>> start INPUT ROWS

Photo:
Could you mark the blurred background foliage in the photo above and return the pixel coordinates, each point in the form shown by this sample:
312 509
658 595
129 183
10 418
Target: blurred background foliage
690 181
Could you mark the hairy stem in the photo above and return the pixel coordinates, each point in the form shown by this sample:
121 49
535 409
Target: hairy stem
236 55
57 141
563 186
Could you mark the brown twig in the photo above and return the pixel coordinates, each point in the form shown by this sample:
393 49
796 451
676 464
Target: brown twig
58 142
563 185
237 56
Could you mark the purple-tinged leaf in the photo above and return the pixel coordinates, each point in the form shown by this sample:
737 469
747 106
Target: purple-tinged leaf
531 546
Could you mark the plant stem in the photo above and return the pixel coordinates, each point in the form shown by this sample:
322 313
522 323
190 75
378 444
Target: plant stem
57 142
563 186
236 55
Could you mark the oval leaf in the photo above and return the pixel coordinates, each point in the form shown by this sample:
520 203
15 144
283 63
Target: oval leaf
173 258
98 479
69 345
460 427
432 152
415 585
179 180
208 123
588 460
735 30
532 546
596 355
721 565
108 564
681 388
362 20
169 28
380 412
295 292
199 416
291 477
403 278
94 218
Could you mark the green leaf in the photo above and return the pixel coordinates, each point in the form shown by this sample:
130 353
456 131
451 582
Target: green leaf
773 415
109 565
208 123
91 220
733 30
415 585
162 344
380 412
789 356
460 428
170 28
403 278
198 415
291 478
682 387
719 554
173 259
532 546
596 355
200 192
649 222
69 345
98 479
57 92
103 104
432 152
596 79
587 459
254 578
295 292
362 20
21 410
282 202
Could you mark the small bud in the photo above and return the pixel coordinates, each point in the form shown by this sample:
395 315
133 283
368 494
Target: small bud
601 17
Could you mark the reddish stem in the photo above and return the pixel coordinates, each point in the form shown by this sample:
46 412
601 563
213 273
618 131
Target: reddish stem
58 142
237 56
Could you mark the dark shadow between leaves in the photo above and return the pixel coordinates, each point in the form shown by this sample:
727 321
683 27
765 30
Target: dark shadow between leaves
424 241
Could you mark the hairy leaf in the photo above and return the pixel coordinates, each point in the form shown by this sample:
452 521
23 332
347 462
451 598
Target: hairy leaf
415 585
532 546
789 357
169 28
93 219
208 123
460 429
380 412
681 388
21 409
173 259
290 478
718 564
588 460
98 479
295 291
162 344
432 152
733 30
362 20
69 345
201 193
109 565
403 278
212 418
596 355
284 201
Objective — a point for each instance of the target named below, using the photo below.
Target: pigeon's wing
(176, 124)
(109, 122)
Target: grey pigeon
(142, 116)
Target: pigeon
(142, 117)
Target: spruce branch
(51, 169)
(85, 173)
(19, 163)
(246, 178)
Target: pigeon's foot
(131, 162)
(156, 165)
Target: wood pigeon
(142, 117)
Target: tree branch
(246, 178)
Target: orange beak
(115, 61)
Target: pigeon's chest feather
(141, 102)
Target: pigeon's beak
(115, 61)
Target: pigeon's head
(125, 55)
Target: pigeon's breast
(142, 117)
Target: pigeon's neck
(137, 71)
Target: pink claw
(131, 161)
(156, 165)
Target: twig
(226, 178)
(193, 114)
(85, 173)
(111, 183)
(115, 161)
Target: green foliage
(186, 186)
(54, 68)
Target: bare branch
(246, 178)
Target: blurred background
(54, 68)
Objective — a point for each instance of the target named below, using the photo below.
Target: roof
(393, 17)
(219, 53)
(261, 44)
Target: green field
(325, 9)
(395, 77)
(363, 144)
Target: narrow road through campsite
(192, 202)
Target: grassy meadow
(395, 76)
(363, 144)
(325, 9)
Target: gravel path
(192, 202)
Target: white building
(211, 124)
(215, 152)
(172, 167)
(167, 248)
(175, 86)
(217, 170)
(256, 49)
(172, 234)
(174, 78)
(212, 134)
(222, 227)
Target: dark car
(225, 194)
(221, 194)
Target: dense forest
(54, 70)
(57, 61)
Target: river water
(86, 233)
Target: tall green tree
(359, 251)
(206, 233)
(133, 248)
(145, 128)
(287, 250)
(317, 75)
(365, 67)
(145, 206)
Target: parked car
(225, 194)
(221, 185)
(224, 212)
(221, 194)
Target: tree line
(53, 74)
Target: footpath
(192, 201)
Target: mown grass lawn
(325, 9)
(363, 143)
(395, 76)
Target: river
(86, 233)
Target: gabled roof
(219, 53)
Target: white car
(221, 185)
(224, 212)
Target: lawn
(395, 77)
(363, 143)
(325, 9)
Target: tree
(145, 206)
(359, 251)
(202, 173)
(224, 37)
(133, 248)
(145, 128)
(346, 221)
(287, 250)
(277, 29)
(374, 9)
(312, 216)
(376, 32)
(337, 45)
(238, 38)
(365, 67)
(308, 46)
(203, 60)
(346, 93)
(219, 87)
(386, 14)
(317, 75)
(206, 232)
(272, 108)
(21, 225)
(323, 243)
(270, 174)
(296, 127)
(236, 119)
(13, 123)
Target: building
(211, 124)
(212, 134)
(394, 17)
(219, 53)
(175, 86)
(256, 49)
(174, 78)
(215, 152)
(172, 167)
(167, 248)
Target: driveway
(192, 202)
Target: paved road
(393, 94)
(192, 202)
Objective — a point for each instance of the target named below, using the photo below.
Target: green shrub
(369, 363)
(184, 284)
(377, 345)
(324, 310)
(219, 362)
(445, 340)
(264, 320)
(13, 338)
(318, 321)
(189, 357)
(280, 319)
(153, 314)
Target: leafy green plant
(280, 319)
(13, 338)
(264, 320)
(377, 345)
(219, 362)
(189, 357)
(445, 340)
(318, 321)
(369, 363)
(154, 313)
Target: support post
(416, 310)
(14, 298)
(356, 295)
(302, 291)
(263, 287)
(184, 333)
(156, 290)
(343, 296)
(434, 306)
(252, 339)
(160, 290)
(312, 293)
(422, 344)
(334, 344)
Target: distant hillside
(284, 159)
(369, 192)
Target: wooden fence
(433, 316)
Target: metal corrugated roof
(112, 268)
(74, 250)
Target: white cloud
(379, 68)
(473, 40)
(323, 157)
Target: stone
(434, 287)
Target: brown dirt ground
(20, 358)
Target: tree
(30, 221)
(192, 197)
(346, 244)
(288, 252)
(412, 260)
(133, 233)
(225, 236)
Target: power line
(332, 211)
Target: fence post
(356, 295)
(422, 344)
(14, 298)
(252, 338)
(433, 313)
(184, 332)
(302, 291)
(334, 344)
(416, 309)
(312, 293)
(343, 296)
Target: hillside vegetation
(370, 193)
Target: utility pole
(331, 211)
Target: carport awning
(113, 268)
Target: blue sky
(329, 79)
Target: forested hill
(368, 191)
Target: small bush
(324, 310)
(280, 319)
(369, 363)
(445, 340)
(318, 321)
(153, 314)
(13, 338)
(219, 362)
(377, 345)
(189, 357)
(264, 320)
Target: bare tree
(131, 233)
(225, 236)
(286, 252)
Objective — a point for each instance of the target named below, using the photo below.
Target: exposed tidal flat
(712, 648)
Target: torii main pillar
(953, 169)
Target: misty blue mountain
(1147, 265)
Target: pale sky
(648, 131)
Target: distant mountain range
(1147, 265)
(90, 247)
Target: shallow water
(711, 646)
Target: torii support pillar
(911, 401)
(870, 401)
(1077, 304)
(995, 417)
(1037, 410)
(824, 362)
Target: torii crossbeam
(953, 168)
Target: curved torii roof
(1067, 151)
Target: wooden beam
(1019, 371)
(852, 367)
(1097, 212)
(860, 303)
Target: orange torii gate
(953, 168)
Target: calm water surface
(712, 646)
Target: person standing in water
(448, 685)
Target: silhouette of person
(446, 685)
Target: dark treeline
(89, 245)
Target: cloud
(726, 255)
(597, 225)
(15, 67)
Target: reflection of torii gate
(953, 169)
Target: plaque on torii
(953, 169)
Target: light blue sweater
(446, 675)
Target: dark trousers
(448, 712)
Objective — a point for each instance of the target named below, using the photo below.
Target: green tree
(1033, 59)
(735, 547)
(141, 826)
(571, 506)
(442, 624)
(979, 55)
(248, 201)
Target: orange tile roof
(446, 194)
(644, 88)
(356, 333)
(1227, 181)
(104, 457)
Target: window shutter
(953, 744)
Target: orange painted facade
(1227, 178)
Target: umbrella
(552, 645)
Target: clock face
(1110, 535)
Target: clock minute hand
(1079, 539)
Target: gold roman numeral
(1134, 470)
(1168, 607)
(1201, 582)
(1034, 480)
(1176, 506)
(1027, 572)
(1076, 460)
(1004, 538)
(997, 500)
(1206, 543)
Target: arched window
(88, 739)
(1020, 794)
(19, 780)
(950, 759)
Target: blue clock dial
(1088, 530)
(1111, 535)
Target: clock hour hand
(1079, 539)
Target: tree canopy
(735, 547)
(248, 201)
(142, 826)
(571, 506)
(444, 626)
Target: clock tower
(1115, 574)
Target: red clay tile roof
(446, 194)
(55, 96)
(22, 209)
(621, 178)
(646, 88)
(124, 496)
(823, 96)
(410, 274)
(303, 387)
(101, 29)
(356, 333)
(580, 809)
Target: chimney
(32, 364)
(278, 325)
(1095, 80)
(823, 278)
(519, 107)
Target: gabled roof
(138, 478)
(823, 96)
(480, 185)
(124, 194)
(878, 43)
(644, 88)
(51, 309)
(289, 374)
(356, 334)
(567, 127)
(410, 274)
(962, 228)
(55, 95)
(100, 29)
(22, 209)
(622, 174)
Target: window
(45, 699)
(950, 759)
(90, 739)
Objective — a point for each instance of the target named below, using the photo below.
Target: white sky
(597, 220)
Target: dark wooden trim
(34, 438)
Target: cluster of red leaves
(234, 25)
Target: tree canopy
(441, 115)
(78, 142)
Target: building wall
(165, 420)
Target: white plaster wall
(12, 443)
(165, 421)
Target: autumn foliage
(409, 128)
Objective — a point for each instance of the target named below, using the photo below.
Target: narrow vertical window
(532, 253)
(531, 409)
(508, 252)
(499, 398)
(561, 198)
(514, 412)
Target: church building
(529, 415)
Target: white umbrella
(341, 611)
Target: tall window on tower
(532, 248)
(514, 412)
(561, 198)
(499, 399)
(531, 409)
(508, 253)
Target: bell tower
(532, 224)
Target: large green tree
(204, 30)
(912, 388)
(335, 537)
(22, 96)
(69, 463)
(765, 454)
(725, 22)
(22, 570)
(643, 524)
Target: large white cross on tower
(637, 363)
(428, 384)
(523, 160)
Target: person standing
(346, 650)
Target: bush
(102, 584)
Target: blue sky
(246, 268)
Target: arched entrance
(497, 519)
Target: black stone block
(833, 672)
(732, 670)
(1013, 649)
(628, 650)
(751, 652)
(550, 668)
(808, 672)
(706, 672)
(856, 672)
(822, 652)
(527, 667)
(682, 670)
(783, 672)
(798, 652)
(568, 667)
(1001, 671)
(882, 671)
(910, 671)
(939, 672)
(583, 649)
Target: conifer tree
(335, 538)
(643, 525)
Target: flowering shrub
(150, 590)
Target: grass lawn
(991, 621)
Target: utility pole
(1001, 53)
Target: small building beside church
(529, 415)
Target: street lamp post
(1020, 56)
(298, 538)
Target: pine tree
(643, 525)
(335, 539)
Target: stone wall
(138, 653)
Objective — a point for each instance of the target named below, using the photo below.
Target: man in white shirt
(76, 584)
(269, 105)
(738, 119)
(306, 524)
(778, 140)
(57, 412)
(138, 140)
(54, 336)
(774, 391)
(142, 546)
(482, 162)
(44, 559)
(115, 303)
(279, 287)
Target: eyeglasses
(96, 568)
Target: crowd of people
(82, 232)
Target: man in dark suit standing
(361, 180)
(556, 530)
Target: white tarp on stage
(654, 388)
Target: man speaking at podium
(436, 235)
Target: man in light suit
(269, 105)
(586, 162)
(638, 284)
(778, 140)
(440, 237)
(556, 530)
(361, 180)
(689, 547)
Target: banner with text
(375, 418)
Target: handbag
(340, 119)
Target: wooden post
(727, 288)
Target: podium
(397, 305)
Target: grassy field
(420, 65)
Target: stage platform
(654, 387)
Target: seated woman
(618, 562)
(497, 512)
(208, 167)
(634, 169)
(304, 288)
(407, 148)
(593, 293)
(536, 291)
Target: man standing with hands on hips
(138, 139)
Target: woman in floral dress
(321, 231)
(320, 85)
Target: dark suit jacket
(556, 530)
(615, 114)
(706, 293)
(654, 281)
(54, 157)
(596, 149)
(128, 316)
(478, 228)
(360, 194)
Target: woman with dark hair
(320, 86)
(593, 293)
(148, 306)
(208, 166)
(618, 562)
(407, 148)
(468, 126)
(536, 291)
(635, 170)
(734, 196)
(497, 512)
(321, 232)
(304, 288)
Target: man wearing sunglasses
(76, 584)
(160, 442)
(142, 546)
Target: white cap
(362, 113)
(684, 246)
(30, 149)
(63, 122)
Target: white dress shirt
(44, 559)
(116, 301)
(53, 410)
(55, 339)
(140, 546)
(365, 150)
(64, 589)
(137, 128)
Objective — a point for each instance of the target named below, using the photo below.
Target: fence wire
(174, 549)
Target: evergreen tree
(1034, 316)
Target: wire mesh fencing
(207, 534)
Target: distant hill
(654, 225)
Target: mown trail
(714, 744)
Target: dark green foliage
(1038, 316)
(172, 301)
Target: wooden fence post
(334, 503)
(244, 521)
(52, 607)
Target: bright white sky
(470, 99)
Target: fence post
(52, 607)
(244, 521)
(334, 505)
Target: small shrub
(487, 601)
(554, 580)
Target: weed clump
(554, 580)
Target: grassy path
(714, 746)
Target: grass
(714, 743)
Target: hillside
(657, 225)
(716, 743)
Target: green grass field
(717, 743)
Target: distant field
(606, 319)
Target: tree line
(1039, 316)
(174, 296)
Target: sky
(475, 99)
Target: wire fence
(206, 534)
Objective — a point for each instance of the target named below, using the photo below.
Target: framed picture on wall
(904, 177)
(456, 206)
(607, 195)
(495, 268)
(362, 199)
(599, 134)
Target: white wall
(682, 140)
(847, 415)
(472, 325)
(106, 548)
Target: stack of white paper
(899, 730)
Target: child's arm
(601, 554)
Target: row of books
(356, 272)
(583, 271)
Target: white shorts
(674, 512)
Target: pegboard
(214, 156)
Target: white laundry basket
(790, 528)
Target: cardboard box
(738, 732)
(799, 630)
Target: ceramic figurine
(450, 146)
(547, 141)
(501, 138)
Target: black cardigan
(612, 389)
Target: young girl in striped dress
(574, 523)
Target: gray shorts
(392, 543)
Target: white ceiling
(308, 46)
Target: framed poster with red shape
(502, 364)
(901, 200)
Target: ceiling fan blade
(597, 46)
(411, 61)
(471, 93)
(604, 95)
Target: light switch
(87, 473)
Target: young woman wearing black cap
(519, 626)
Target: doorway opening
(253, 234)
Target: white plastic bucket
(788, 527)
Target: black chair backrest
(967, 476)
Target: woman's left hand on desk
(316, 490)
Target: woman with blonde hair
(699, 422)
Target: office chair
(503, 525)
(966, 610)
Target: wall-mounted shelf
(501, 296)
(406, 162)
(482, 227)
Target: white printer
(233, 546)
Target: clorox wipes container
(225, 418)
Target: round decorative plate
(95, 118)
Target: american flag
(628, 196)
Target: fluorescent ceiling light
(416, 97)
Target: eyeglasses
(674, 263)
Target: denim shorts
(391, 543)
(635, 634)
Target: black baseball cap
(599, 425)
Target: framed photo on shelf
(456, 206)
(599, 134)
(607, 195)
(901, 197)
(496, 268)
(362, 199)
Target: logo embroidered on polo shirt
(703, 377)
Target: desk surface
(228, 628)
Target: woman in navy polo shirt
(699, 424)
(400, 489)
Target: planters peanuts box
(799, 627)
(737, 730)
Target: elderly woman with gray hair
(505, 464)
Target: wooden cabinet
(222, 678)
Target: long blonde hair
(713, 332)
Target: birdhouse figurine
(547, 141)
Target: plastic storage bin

>> end INPUT ROWS

• [PROBLEM REQUIREMENTS]
Take the line with "Target: wall-mounted shelf" and all lines after it through the end of the records, and write them out exactly; include nothing else.

• [IN RESPONSE]
Target: wall-mounted shelf
(501, 296)
(406, 162)
(482, 227)
Target: white printer
(233, 546)
Target: clorox wipes container
(225, 418)
Target: round decorative plate
(95, 118)
Target: american flag
(628, 196)
Target: fluorescent ceiling light
(416, 97)
Target: eyeglasses
(674, 263)
Target: denim shorts
(391, 543)
(635, 634)
Target: black baseball cap
(599, 425)
Target: framed photo on shelf
(456, 206)
(599, 134)
(607, 195)
(901, 197)
(496, 268)
(362, 199)
Target: logo embroidered on polo shirt
(703, 377)
Target: desk surface
(228, 628)
Target: woman in navy polo shirt
(699, 424)
(400, 489)
Target: planters peanuts box
(799, 627)
(737, 730)
Target: elderly woman with gray hair
(505, 464)
Target: wooden cabinet
(222, 678)
Target: long blonde hair
(713, 332)
Target: birdhouse figurine
(547, 141)
Target: plastic storage bin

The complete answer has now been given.